## Supplied text
+--

I did some research online, but much of the information about Singapore is taken from my own personal experience.
And tell us a little about you as a reader…do you have a favourite book or author?
I’m drawn to stories about the immigrant experience; although I was born and raised in the US, my parents immigrated from Taiwan in the ‘70s. Perhaps it’s a way for me to connect with them. The Namesake by Jhumpa Lahiri and Americanah by Chimamanda Ngozi Adichie are two beautifully written novels that I absolutely love.
Is the book based on your own experiences?
As I mentioned, it did start as a memoir. But most of the juicy stuff is probably fiction!
How did you find the writing process? And how long did it take you to write the book?
People are usually floored when they hear my response: about five weeks! Of course there was a lot of editing later. But that initial draft just gushed out of me; I think it was all pent up inside.
What does a normal workday look like for you?

+--

## Dataset excerpts
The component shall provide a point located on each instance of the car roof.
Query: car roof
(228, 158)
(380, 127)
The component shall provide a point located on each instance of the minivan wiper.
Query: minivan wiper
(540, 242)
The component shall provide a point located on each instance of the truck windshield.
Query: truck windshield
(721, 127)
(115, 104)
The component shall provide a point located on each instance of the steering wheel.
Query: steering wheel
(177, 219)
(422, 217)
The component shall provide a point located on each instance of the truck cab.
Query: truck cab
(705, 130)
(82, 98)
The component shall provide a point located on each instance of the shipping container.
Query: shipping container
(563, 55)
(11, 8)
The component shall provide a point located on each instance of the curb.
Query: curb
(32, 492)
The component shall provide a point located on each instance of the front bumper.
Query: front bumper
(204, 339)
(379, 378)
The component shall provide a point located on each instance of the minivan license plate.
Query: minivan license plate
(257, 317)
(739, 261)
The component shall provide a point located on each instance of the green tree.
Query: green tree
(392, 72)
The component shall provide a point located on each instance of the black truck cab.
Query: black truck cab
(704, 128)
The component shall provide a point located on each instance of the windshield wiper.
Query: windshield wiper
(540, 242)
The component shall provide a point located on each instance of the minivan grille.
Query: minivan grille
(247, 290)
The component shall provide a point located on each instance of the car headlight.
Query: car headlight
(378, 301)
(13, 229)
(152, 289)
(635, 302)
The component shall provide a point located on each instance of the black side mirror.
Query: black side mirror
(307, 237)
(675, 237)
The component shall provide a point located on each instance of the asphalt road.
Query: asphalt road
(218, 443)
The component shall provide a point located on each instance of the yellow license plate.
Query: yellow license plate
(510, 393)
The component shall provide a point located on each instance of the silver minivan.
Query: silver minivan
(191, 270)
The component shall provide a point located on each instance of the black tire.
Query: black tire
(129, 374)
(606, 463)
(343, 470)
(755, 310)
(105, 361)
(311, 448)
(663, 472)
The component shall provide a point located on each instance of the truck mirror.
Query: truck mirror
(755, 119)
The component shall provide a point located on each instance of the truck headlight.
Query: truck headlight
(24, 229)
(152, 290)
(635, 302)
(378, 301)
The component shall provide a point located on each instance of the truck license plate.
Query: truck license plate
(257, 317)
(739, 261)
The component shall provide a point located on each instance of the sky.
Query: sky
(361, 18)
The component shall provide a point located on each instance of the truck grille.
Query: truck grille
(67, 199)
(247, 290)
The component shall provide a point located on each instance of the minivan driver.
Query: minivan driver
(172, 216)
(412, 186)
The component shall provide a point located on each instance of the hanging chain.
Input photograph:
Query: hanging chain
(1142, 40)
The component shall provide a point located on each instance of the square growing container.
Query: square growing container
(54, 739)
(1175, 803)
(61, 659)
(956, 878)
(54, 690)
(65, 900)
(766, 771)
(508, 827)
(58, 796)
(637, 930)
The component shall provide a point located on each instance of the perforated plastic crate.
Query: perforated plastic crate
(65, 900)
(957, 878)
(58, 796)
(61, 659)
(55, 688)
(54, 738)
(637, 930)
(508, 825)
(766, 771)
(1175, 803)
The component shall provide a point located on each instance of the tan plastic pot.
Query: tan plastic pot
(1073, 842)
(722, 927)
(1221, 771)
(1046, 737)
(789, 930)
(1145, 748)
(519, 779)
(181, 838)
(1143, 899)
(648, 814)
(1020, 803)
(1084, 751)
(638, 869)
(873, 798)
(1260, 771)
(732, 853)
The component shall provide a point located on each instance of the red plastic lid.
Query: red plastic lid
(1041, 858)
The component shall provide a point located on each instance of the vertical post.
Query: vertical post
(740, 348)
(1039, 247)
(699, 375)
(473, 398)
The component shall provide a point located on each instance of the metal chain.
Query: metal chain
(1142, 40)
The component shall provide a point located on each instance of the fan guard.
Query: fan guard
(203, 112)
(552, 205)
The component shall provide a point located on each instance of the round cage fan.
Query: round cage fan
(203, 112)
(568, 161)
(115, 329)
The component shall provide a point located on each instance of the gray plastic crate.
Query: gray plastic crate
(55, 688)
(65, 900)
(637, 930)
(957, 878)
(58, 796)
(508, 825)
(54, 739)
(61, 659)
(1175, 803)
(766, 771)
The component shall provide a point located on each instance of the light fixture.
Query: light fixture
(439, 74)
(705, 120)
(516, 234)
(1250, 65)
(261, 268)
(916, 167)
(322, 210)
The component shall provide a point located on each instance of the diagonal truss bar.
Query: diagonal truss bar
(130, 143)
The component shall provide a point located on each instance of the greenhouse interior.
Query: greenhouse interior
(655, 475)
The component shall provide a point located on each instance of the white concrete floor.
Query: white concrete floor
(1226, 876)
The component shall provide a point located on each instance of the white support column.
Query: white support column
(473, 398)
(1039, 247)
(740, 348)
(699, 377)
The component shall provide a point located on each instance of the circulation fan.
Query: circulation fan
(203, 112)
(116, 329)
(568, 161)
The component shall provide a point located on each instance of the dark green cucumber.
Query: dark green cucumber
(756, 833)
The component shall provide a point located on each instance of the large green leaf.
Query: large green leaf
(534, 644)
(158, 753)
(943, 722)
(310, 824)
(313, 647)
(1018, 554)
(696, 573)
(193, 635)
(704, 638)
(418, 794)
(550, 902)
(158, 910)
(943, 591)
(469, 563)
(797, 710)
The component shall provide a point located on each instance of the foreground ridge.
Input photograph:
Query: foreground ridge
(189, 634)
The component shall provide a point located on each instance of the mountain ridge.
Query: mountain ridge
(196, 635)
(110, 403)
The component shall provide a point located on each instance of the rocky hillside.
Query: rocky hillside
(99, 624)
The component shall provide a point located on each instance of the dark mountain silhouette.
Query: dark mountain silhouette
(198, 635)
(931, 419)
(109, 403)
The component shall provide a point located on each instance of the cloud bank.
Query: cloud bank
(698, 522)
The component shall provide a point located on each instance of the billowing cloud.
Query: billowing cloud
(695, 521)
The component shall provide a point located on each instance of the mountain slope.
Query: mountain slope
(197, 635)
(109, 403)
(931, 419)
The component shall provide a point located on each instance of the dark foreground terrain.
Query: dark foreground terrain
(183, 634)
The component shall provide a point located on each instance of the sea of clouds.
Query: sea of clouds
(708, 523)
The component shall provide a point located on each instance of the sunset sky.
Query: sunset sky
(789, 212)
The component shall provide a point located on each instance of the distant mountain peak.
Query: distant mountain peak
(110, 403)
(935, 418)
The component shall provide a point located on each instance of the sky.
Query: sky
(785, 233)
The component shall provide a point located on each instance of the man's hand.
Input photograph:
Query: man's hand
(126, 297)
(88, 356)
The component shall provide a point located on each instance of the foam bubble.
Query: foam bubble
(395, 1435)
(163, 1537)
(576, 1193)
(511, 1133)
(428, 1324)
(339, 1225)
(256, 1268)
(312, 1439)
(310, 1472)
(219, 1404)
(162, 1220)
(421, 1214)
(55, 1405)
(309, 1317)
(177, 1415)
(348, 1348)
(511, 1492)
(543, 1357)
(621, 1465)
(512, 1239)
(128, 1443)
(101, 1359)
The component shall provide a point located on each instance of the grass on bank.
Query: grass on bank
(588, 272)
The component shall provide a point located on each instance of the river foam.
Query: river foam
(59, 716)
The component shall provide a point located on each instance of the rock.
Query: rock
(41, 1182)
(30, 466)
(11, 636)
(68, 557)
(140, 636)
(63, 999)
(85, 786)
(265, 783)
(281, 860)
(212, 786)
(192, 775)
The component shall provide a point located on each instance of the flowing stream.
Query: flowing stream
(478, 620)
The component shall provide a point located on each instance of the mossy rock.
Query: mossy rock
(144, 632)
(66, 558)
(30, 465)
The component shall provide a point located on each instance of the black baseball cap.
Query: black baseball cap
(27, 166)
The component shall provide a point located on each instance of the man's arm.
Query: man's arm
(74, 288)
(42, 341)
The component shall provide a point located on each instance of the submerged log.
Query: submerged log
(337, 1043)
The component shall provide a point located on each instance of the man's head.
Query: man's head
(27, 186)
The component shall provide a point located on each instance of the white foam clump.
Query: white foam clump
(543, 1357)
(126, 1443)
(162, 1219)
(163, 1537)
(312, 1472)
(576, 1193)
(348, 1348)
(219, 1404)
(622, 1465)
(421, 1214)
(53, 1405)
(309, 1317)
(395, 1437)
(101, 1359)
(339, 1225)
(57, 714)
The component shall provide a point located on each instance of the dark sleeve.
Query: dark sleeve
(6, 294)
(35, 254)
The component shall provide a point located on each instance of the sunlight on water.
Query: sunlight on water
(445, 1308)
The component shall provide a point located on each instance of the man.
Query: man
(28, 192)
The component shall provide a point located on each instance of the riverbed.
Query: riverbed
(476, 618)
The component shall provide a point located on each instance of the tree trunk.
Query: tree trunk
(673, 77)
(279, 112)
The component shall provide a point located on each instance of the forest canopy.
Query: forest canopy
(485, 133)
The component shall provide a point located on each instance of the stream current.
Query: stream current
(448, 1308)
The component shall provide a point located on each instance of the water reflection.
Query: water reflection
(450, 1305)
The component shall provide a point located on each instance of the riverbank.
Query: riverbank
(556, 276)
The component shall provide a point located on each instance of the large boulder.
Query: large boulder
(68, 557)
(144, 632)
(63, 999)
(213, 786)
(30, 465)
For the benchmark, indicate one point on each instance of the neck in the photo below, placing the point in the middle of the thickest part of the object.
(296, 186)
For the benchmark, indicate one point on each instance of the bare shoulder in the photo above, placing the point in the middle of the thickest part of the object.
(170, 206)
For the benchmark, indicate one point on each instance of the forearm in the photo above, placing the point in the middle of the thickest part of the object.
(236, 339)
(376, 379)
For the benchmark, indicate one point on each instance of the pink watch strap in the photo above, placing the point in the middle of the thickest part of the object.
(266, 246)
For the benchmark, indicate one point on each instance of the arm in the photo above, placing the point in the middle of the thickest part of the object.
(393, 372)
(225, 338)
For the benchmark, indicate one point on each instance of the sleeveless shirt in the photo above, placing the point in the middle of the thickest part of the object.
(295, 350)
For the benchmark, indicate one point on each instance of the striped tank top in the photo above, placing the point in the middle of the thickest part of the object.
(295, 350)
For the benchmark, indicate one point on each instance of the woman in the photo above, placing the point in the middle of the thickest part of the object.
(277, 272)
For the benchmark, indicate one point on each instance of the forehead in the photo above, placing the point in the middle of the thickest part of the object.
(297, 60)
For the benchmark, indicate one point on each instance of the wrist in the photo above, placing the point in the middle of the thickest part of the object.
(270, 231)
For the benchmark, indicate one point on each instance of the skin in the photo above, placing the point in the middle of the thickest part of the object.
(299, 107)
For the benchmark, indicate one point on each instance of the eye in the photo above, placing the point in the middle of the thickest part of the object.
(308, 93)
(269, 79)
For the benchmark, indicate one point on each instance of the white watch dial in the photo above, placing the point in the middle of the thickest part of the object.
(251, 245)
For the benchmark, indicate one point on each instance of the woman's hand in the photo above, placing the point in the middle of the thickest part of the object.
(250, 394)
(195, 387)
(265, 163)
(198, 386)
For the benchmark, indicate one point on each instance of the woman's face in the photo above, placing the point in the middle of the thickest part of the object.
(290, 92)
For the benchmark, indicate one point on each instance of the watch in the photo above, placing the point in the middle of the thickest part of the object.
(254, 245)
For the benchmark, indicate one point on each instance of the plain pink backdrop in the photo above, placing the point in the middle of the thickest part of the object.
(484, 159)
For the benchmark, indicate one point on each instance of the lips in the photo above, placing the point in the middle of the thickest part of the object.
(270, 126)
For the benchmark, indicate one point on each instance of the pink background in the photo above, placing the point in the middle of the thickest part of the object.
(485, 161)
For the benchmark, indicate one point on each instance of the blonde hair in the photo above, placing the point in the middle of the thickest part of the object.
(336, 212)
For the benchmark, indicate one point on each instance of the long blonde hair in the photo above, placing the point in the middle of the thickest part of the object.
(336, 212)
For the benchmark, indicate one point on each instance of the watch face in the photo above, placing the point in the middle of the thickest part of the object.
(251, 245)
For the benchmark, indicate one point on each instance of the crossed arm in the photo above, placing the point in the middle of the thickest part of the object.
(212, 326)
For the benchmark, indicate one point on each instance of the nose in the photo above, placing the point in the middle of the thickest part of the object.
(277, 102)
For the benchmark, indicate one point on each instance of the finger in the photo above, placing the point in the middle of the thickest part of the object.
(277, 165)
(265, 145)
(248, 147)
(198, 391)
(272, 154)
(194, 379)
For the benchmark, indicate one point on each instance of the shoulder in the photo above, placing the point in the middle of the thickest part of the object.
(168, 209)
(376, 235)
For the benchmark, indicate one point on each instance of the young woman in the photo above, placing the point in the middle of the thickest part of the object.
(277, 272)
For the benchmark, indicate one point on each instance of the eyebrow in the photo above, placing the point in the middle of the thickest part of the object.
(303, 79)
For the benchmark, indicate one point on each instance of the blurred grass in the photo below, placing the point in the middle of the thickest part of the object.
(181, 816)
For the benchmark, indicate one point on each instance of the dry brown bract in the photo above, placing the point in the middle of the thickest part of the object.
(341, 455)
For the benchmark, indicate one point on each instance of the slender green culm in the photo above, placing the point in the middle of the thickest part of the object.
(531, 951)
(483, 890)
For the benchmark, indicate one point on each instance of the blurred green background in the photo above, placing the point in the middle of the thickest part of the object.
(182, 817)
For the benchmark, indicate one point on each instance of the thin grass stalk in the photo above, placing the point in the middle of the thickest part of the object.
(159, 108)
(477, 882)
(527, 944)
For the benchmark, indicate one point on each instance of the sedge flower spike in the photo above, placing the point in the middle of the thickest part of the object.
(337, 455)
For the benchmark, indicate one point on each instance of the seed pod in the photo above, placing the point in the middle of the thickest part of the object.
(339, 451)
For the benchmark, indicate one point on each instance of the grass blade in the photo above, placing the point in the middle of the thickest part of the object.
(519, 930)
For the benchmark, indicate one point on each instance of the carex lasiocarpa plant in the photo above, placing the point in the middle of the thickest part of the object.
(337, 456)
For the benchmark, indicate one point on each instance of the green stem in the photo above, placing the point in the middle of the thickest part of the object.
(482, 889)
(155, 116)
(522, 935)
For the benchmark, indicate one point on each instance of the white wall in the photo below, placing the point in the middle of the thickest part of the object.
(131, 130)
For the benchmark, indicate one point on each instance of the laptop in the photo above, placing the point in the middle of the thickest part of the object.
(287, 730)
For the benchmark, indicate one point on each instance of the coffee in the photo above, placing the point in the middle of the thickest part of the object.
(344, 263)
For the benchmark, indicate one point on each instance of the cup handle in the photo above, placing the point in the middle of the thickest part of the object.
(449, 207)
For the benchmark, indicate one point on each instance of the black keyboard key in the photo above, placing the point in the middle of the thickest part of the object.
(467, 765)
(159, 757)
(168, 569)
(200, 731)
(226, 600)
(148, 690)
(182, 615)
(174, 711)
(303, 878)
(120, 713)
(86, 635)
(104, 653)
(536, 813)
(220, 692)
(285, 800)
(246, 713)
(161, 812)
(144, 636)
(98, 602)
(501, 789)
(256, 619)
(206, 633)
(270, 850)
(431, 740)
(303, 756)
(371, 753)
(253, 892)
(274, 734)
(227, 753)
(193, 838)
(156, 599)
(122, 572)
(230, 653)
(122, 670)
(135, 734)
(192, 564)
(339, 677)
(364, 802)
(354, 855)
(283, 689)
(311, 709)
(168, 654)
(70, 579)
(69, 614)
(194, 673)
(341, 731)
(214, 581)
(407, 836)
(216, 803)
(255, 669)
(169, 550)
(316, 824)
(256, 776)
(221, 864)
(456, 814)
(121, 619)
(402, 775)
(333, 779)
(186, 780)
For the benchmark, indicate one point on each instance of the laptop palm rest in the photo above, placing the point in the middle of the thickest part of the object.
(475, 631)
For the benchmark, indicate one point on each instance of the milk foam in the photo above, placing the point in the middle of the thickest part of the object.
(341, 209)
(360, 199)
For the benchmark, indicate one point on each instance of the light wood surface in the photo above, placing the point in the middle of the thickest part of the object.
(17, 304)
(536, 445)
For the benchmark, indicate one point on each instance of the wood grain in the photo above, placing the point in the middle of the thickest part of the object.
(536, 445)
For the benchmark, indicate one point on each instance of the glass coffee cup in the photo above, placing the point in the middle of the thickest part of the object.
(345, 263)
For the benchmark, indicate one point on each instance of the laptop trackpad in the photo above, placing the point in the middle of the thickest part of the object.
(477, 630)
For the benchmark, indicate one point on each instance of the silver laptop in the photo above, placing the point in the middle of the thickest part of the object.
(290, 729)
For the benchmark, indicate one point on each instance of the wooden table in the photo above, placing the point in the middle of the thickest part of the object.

+--

Please sum up the interview excerpt at the top of the page in two sentences.

The author drew on some online research but mostly on personal experience of Singapore, and the book started as a memoir, though most of its juicy material is probably fiction. The initial draft took about five weeks, followed by a lot of editing, and as a reader the author is drawn to immigrant stories and loves The Namesake and Americanah.